_TASK DIRECTIONS_
Reproduce word for word the part of the news report on the Serbian assault on Gorazde starting with "Serbs Press Attack" and going on through "in Munich, Germany.".

Serbs Press Attack On Muslim Holdout Despite West's Protests
BELGRADE — SERBIAN forces have defied the latest international calls to halt their ethnic purification drive in Bosnia-Herzegovina, launching a massive assault on the only town in the Muslim Slav-dominated eastern region they have yet to capture.
Western diplomats and officials of Bosnia's beleaguered government cited the weekend attack on Gorazde as fresh evidence of Serbian contempt for the world's leading powers, who were reluctant to take more-decisive action to end the bitter conflict.
The attack began only a day after the conclusion of the summit in Helsinki of the 52-nation Conference on Security and Cooperation in Europe (CSCE), and three days after the end of the annual meeting of the leaders of the Group of Seven leading industrialized nations (G-7) in Munich, Germany.
Both meetings called for a halt to the war and condemned anew communist-ruled Serbia, the main political and financial backer of the Serbian offensive to annex portions of Bosnia-Herzegovina. But they again rejected a call by Bosnian President Alija Izetbegovic for armed intervention, a move that Serbian leaders apparently took as a sign of vacillation. (CSCE stalls over Yugoslavia, Page 9.)
"You just had the G-7 meeting and the CSCE meeting, where people decided they do not want to treat this as a Persian Gulf kind of thing," said one Western diplomat in Belgrade. "They just want to hear good news about humanitarian aid."
Officials of Bosnia-Herzegovina's government of Muslim Slavs and moderate Croats and Serbs were unrestrained in their criticism.
The Western leaders' pledges of aid are cruelly inadequate, said Ejup Ganic, the Muslim Slav vice president, in a telephone interview. "Now the Serbs have launched a massive attack on Gorazde and their offensive continues."
"It looks like Belgrade has calculated that the West will not intervene," he said.
In staging the assault, Serbian leaders also appeared to have taken advantage of the world's preoccupation with Sarajevo, where international news media have focused on the UN-organized airlift of humanitarian relief.
Backed by a large armored force and the cover of intense shellfire, Serbian forces advanced on Gorazde, a sleepy industrial town nestled between the verdant hills of the Drina River valley.
The town is 70 percent Muslim Slav and 30 percent Serb. Along with 40,000 residents, it houses 30,000 Muslim Slav refugees who fled from other towns along the republic's eastern border region with Serbia captured in the opening stages of the more than three-month Serb offensive.

_INPUT DATA_
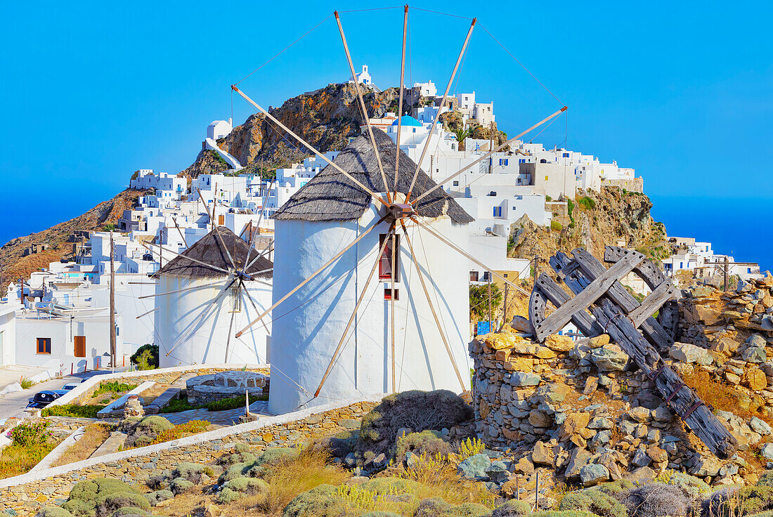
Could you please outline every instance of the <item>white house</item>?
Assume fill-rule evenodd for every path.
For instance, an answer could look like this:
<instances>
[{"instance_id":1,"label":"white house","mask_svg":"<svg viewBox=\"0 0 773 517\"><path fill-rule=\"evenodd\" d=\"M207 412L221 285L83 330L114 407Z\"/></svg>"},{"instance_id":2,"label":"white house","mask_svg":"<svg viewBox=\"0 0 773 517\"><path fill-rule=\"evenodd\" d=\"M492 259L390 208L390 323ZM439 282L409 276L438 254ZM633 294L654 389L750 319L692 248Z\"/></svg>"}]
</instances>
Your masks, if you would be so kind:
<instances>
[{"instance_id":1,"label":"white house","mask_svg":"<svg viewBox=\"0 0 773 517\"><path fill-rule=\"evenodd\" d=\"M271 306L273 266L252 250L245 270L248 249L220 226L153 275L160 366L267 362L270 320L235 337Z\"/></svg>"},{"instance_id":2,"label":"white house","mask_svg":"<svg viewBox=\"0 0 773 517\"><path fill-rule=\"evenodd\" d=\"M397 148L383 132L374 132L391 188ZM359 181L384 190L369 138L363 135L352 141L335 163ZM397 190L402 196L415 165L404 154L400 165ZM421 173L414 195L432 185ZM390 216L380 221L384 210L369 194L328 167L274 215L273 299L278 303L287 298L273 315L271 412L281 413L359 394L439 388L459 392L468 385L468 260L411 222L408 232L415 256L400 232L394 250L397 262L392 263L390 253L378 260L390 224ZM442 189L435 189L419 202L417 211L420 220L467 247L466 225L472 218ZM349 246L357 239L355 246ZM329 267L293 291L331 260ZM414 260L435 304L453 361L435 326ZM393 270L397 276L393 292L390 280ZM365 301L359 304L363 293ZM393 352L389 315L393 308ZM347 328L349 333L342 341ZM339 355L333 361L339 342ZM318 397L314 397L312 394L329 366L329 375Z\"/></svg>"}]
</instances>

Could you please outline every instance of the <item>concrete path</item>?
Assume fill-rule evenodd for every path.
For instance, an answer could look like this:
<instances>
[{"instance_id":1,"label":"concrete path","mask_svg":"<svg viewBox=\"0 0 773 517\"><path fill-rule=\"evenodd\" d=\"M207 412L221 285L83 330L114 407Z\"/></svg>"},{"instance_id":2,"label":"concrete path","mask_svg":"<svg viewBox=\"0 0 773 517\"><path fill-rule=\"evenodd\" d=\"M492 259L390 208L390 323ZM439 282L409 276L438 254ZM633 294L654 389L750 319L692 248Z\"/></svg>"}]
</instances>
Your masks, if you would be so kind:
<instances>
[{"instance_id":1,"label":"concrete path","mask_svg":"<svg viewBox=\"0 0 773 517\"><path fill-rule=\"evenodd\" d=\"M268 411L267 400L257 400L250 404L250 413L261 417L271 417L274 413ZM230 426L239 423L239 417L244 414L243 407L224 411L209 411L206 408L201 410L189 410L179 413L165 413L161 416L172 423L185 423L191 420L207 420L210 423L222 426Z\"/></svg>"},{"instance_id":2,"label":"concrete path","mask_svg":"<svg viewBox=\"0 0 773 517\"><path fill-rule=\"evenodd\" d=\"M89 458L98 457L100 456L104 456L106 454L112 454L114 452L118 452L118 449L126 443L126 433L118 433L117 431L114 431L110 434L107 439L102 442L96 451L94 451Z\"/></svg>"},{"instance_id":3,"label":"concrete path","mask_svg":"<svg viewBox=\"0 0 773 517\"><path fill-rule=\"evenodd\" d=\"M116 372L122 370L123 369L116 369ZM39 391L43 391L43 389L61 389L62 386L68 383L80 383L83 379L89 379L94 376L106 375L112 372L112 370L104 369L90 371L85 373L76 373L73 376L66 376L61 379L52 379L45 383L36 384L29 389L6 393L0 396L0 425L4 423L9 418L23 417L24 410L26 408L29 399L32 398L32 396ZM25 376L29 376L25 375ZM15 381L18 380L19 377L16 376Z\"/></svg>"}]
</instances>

_RESPONSE BOX_
Serbs Press Attack On Muslim Holdout Despite West's Protests
BELGRADE — SERBIAN forces have defied the latest international calls to halt their ethnic purification drive in Bosnia-Herzegovina, launching a massive assault on the only town in the Muslim Slav-dominated eastern region they have yet to capture.
Western diplomats and officials of Bosnia's beleaguered government cited the weekend attack on Gorazde as fresh evidence of Serbian contempt for the world's leading powers, who were reluctant to take more-decisive action to end the bitter conflict.
The attack began only a day after the conclusion of the summit in Helsinki of the 52-nation Conference on Security and Cooperation in Europe (CSCE), and three days after the end of the annual meeting of the leaders of the Group of Seven leading industrialized nations (G-7) in Munich, Germany.